[THE PROBLEM]
Exactly and only the lines from the one containing "Please place a point on the white flower" through the close of the entries below are to be set down.

[Location labeling records]
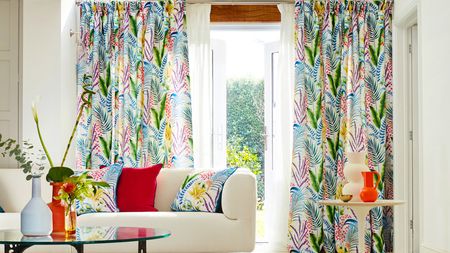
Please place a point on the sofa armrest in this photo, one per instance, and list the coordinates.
(239, 196)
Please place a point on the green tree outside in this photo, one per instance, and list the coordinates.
(245, 128)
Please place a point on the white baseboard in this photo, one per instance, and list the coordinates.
(427, 249)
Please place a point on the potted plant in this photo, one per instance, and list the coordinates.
(76, 188)
(58, 172)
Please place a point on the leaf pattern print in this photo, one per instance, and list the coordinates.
(136, 54)
(343, 103)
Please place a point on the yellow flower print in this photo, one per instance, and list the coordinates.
(168, 134)
(197, 191)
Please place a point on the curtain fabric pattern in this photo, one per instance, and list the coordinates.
(343, 103)
(282, 127)
(135, 54)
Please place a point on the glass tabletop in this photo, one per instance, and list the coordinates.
(87, 235)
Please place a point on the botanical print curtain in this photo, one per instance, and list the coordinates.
(135, 55)
(343, 103)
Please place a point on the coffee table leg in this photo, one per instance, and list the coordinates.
(142, 246)
(79, 248)
(15, 248)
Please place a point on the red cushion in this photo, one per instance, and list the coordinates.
(137, 188)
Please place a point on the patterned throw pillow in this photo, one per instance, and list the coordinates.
(202, 192)
(105, 199)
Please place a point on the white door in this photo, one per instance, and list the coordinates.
(414, 236)
(9, 73)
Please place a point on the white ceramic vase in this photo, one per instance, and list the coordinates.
(36, 217)
(352, 172)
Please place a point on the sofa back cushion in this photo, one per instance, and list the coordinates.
(15, 191)
(168, 184)
(137, 189)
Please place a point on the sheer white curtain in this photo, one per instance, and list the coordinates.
(198, 31)
(283, 118)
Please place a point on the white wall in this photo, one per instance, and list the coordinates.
(48, 71)
(434, 40)
(434, 150)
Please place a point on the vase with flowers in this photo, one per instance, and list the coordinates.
(76, 188)
(36, 217)
(58, 173)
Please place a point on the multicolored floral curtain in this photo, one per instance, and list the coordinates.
(343, 103)
(135, 54)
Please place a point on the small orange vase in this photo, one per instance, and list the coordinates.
(71, 220)
(57, 210)
(369, 192)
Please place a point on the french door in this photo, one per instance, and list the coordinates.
(9, 74)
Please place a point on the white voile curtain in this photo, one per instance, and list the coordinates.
(198, 31)
(283, 133)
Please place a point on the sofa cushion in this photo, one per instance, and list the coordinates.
(137, 188)
(105, 198)
(202, 191)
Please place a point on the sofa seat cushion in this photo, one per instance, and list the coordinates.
(190, 231)
(164, 220)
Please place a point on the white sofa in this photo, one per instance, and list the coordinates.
(230, 231)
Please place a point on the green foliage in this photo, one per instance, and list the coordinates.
(245, 113)
(78, 188)
(242, 157)
(31, 161)
(58, 174)
(245, 128)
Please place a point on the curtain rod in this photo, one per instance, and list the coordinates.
(78, 2)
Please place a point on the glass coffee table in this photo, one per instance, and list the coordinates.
(15, 242)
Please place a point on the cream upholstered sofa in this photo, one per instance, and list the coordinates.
(230, 231)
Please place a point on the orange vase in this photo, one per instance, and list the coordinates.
(71, 220)
(369, 192)
(57, 210)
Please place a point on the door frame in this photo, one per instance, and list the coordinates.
(413, 178)
(404, 19)
(269, 104)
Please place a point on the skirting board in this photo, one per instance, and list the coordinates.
(426, 249)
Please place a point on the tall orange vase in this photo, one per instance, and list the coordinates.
(369, 192)
(57, 210)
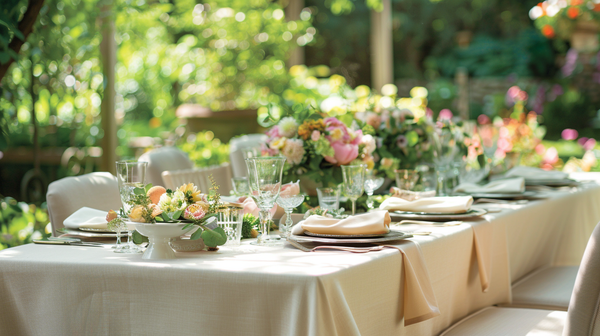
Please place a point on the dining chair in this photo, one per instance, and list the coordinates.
(95, 190)
(200, 177)
(241, 148)
(581, 319)
(162, 159)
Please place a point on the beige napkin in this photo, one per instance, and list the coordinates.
(531, 173)
(419, 300)
(369, 223)
(512, 185)
(442, 204)
(87, 218)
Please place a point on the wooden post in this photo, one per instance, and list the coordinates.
(292, 12)
(108, 51)
(382, 58)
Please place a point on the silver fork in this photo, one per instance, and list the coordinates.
(342, 248)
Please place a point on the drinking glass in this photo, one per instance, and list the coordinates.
(354, 182)
(288, 203)
(240, 186)
(130, 174)
(406, 178)
(329, 198)
(264, 179)
(372, 183)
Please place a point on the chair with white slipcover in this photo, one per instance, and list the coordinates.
(581, 319)
(95, 190)
(162, 159)
(241, 148)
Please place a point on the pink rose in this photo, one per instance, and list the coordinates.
(290, 189)
(344, 153)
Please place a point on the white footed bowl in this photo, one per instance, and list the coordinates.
(159, 236)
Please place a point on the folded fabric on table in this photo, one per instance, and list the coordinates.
(375, 222)
(87, 218)
(511, 185)
(531, 173)
(442, 204)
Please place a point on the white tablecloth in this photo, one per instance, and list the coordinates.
(60, 290)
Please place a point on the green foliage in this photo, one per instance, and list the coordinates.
(250, 222)
(205, 150)
(20, 223)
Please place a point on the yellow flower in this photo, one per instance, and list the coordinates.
(192, 194)
(137, 214)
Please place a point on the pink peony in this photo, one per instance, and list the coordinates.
(290, 189)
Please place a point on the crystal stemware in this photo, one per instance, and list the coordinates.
(372, 183)
(264, 179)
(130, 174)
(288, 203)
(354, 182)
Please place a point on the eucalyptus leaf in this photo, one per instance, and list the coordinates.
(214, 238)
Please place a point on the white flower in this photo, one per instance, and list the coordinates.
(293, 150)
(288, 127)
(369, 142)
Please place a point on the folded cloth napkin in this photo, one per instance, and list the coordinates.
(531, 173)
(512, 185)
(87, 218)
(442, 204)
(369, 223)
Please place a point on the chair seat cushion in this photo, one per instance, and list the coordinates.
(548, 288)
(494, 321)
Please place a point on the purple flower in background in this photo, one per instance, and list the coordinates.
(570, 63)
(569, 134)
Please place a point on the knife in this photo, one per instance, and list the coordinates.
(66, 242)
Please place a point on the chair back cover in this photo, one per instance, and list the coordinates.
(162, 159)
(584, 308)
(221, 174)
(242, 147)
(67, 195)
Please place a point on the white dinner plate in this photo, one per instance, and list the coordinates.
(434, 216)
(390, 236)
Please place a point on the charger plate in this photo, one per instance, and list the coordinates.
(434, 216)
(390, 236)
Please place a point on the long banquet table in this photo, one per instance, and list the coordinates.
(251, 290)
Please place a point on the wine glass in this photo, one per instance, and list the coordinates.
(372, 183)
(264, 179)
(130, 175)
(288, 203)
(354, 182)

[EXERCISE SOLUTION]
Please place a point on the white flower in this photo, one per instance, and list the coordinates.
(293, 150)
(288, 127)
(369, 142)
Please place a point on the folded cloth napkin in this photo, one per instance, and list the coordinates.
(531, 173)
(512, 185)
(87, 218)
(442, 204)
(369, 223)
Please place a point on the chair seat cushion in this photo, one per instance, and list the coordinates.
(548, 288)
(494, 321)
Please place a point on the purple flower in background in this photo, one per instance, and list the coordinates.
(570, 63)
(569, 134)
Please place a point on the knife in this photo, one per instance, and list the coordinates.
(66, 242)
Please place a point on the chair back cover in this photo, one per instance, and list the coordinates.
(162, 159)
(584, 308)
(221, 174)
(242, 147)
(67, 195)
Please place a point on the white dinner plate in this photo, one per instance, and list the coordinates.
(434, 216)
(390, 236)
Please place a point on the charger plate in this photo, one per instance, and list the coordinates.
(434, 216)
(390, 236)
Please place a point on the long banquet table in this photo, one per instance, and list the coordinates.
(251, 290)
Please place a point on the wine glass in this photo, one per instance, and list the coordinates.
(372, 183)
(264, 179)
(130, 175)
(288, 203)
(354, 182)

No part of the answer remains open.